_CONSEGNA_: Riporta il brano sull'umiltà da "Chiunque vuol rettamente" fino a "i suoi angeli." compreso, cambiando "Lucifero" in "Satana".

Arsenio da Trigolo, Pensieri sparsi 
[58] L'umiltà




21 aprile [1903]. - L'umiltà è verità. Coll'umiltà si separa il prezioso dal vile: dà ciò che di Dio a Dio, da quello che è nostro, per noi. È giustizia: che tutto ciò che abbiamo di bene e buono riconoscerlo da Dio, perché è tutto suo, e il farlo nostro è un furto di onore e gloria tolti a Dio stesso e quindi gran peccato è la superbia che fa suo quel che è di Dio, e perciò come rei di gravissimo peccato, i superbi non possono entrare in Paradiso.

27 aprile. - E pure non vi si pensa: ed ecco la ragione per cui siam superbi, se vi si pensasse un poco seriamente, chiunque vedrebbe quanta cosa giusta sia l'umiltà.

Chiunque vuol rettamente ragionare e fare i conti giusti e netti di ciò che è proprio suo, e di ciò che è assolutamente di Dio, troverà che di suo non avrà nulla, ma che tutto ha ricevuto da Dio - corpo - anima con le loro potenze e facoltà e doti - tutto è di Dio. Che vanità dunque, o meglio ingiustizia, gloriarsi come di cosa sua e dei frutti di essi come suoi, mentre, se qualche cosa con essi ha fatto, lo deve ancor a Dio che l'ha aiutato nella sua azione e operazione. L'umiltà è la cosa la più giusta, la più evidente, ma e che cosa è dunque che non la si pratica? la ragione di ciò si è il grande desiderio, la smania che abbiamo di grandeggiare, di comparire, il desiderio di eccellenza, ecco tutta l'origine de' nostri mali, ed è quella che rovinò Lucifero con tutti i suoi angeli.

_Voci di dati_:
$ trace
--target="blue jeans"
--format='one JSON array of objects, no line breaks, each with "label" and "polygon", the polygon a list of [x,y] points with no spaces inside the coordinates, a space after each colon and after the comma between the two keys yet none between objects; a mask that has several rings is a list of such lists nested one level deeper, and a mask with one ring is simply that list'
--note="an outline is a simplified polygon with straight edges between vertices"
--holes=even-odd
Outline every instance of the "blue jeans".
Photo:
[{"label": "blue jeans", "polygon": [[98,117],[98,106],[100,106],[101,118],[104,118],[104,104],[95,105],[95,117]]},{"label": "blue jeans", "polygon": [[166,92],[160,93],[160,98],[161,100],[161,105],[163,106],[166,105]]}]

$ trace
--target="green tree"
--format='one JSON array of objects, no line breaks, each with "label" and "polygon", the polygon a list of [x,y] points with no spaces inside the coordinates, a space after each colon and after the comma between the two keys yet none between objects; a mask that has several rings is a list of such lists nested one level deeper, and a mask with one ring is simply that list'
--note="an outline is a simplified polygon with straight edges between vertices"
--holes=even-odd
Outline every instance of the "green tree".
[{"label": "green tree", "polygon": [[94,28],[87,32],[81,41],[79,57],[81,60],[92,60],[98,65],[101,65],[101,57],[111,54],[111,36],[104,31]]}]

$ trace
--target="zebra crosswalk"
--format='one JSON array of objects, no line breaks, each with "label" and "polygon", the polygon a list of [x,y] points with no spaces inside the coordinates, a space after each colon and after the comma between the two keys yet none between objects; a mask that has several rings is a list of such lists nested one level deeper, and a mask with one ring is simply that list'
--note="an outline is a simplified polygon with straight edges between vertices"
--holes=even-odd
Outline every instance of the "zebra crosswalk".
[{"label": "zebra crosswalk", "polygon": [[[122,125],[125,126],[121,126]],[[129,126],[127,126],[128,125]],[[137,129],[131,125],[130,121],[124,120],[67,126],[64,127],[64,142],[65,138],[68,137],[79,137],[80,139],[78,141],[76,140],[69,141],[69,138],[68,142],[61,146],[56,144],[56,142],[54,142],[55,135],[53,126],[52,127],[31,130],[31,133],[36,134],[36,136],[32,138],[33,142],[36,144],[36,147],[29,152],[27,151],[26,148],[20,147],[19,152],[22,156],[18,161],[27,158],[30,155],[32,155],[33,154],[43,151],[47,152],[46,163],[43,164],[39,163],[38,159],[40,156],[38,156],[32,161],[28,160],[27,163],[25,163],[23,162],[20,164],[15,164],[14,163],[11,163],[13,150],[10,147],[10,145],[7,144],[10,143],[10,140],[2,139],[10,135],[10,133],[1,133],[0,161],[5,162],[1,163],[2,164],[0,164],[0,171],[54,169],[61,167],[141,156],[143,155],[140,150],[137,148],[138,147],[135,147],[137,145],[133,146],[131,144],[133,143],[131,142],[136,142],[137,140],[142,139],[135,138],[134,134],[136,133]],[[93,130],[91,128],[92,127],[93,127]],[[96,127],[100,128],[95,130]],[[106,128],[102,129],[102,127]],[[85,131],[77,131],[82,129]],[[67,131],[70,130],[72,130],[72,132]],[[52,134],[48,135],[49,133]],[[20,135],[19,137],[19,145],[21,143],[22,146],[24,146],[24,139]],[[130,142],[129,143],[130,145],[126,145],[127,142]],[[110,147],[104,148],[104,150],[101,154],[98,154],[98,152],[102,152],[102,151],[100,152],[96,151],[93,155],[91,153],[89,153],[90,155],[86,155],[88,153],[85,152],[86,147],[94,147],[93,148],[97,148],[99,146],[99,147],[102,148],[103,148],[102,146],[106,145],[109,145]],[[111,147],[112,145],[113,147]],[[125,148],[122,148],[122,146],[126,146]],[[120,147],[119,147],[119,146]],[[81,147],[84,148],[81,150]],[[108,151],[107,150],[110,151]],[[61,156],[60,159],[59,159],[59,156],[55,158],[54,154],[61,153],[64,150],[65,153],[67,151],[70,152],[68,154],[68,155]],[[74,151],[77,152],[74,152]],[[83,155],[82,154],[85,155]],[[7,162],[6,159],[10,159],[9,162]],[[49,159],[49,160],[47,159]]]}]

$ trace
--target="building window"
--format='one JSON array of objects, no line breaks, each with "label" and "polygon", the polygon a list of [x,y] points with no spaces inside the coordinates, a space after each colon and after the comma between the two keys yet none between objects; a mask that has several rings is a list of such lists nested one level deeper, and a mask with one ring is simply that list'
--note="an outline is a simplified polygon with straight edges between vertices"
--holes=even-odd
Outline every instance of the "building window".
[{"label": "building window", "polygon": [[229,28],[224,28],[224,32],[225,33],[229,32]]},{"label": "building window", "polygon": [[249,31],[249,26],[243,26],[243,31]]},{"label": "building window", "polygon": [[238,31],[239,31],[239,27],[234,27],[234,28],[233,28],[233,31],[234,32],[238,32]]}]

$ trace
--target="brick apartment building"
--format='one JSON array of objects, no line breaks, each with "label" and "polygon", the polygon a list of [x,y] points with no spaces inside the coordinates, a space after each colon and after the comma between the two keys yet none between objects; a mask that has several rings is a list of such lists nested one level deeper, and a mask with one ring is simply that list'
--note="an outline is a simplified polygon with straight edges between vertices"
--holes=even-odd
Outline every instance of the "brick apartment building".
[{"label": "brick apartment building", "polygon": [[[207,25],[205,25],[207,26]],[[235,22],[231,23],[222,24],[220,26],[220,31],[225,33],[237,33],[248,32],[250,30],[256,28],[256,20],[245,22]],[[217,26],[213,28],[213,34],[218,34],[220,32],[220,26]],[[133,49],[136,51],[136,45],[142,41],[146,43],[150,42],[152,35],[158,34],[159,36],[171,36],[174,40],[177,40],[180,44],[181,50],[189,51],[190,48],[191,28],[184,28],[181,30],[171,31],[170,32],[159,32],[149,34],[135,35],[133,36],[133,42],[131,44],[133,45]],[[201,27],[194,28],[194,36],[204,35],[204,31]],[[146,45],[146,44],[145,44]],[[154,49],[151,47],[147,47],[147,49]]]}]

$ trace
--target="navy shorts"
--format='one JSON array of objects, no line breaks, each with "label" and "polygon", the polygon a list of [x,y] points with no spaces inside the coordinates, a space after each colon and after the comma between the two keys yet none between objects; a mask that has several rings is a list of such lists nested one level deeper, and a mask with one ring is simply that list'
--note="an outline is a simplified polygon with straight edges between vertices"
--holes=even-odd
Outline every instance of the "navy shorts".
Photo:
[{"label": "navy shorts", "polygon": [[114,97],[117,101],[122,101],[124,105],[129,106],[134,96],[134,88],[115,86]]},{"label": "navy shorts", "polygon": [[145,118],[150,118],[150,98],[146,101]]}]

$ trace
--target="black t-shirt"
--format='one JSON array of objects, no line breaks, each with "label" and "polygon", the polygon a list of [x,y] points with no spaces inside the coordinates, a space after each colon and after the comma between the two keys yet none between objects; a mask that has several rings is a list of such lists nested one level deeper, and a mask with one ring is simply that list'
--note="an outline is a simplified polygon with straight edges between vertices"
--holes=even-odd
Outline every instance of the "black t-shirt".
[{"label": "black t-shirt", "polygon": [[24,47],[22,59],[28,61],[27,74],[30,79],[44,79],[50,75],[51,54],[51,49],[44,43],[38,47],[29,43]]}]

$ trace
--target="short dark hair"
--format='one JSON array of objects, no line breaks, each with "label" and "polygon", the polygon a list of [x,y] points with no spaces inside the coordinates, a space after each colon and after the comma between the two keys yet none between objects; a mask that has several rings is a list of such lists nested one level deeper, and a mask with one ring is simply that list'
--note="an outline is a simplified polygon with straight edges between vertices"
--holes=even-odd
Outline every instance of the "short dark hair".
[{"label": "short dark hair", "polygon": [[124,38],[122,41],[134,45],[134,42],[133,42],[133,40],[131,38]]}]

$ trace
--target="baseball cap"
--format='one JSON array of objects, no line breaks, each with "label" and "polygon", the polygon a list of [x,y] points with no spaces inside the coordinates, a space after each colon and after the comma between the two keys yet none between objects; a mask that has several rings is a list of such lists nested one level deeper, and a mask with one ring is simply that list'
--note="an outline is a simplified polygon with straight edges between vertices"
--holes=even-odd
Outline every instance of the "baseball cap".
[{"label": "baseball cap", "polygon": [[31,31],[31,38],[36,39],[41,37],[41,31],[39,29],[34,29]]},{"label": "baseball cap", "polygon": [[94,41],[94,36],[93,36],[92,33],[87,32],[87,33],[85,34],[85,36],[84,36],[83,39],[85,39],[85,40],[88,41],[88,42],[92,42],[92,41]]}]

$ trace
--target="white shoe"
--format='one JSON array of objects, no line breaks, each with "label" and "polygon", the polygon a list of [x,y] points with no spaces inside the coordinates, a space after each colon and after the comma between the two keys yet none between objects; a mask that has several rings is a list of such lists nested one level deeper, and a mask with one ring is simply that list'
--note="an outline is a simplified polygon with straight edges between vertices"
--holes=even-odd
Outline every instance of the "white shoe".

_COMPITO SVOLTO_:
Chiunque vuol rettamente ragionare e fare i conti giusti e netti di ciò che è proprio suo, e di ciò che è assolutamente di Dio, troverà che di suo non avrà nulla, ma che tutto ha ricevuto da Dio - corpo - anima con le loro potenze e facoltà e doti - tutto è di Dio. Che vanità dunque, o meglio ingiustizia, gloriarsi come di cosa sua e dei frutti di essi come suoi, mentre, se qualche cosa con essi ha fatto, lo deve ancor a Dio che l'ha aiutato nella sua azione e operazione. L'umiltà è la cosa la più giusta, la più evidente, ma e che cosa è dunque che non la si pratica? la ragione di ciò si è il grande desiderio, la smania che abbiamo di grandeggiare, di comparire, il desiderio di eccellenza, ecco tutta l'origine de' nostri mali, ed è quella che rovinò Satana con tutti i suoi angeli.